▶ **Zadania do wykonania**
(a) Na podstawie tekstu o jelitówce u dzieci wyjaśnij, dlaczego lekarz radzi wybierać preparaty bezsmakowe.
(b) Oceń, czy podane stwierdzenia zgadzają się z tekstem o jelitówce u dzieci: (i) według lekarzy zima to sezon na pojawianie się jelitówki; (ii) im starsze dziecko, tym większe ryzyko hospitalizacji; (iii) chore dziecko często odmawia nawet picia. Przy każdym odpowiedz „tak” lub „nie” i przytocz rozstrzygające słowa tekstu.
(c) Podejmij tekst o jelitówce u dzieci i napisz jego dalszy ciąg, zaczynając po ostatnim zdaniu.

Zima to czas wzmożonych przeziębień, chorób i wirusów, które pojawiają się zwłaszcza u najmłodszych. Według lekarzy to również sezon na pojawianie się jelitówki. Wymioty i biegunka pojawiają się znikąd i potrafią siać spustoszenie w organizmach małych dzieci. Nie każdy rodzic wie co robić. Im mniejsze dziecko, tym większe ryzyko, że będzie musiało być hospitalizowane.
Im mniejsze dziecko zaczyna cierpieć na biegunkę lub wymioty, tym bardziej może być oszołomione, zdezorientowane i przestraszone. Nie do końca rozumie co się z nim dzieje. Nie ma apetytu. Często odmawia nawet picia. Taki stan może bardzo szybko spowodować odwodnienie organizmu. Doktor Wojciech Feleszko opublikował filmik, w którym wyjaśnił, że odpowiednie nawodnienie dzieci w takim stanie ma szczególne znaczenie. Doskonale sprawdzają się preparaty z glukozą. Lekarz jednak zwraca uwagę, by wybierać preparaty bezsmakowe, ponieważ dzieciom cierpiącym na wymioty, łatwiej będzie je wypić.

▶ **Dostarczone dane**
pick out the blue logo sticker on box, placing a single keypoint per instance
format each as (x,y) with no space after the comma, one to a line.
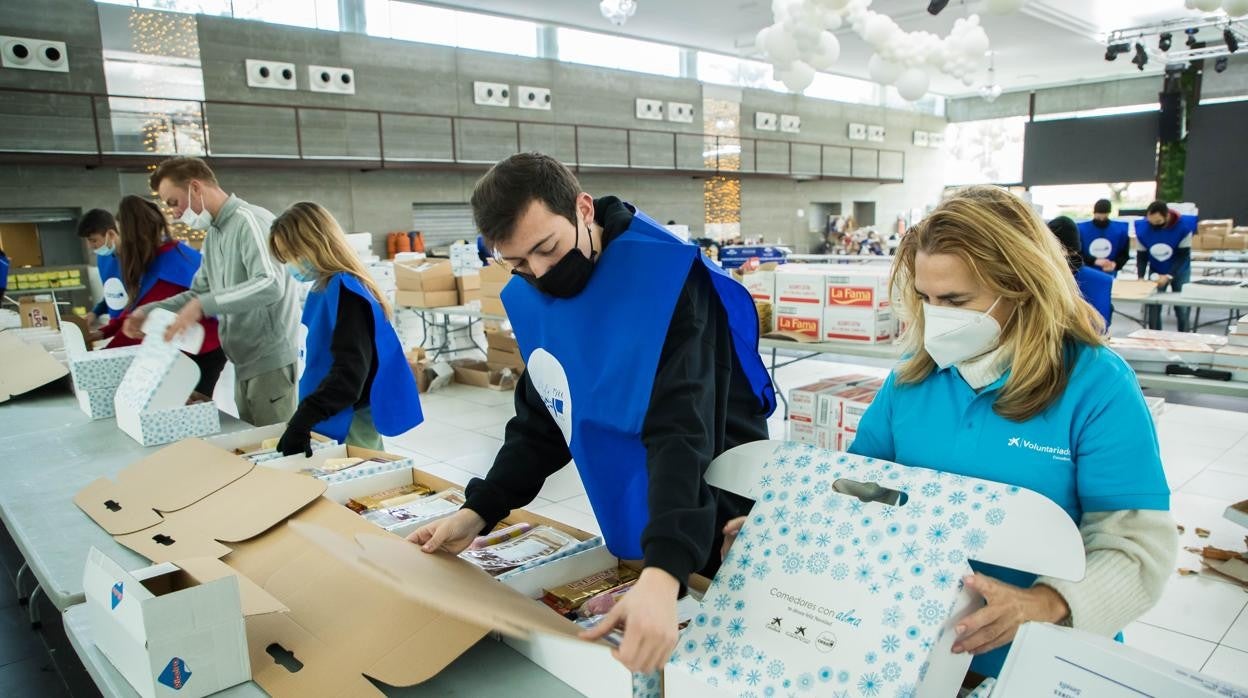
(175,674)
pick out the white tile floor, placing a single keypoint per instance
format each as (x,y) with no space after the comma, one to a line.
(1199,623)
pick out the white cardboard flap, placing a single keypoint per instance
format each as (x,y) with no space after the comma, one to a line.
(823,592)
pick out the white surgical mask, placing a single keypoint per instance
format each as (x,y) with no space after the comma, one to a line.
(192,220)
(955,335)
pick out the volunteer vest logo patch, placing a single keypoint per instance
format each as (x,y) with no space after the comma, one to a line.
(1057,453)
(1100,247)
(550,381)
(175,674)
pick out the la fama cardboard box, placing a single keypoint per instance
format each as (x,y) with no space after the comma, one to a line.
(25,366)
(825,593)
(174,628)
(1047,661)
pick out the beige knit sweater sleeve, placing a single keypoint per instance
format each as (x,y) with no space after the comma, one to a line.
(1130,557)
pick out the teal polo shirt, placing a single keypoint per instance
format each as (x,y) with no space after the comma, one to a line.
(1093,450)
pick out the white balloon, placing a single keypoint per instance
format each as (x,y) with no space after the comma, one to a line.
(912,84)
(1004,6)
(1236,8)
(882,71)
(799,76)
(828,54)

▶ **Odpowiedzi do zadań**
(a) Lekarz radzi wybierać preparaty bezsmakowe, ponieważ dzieciom cierpiącym na wymioty łatwiej będzie je wypić.

(b)
(i) Tak: „Według lekarzy to również sezon na pojawianie się jelitówki”.
(ii) Nie: „Im mniejsze dziecko, tym większe ryzyko, że będzie musiało być hospitalizowane”.
(iii) Tak: „Często odmawia nawet picia”.

(c)
O odwodnieniu może świadczyć przede wszystkim rzadsze oddawanie moczu, suchość w buzi, płacz bez łez, zapadnięte oczy lub ciemię. Można zrobić dziecku również "test szczypnięcia" skóry na grzbiecie dłoni. Skóra odwodnionego dziecka powróci do pierwotnej formy wolniej niż u dziecka odpowiednio nawodnionego. Lekarze apelują, że odwodnienie, które może wystąpić przy biegunce i wymiotach, może zagrażać nawet życiu dziecka. Im mniejsze dziecko, tym większe niebezpieczeństwo. Jeśli dziecko dużo wymiotuje lub często chodzi do toalety, jest słabe, senne, apatyczne i nie ma siły na samodzielne utrzymać kubeczka i się napić, rodzice bądź opiekunowie powinni niezwłocznie udać się do lekarza lub na SOR.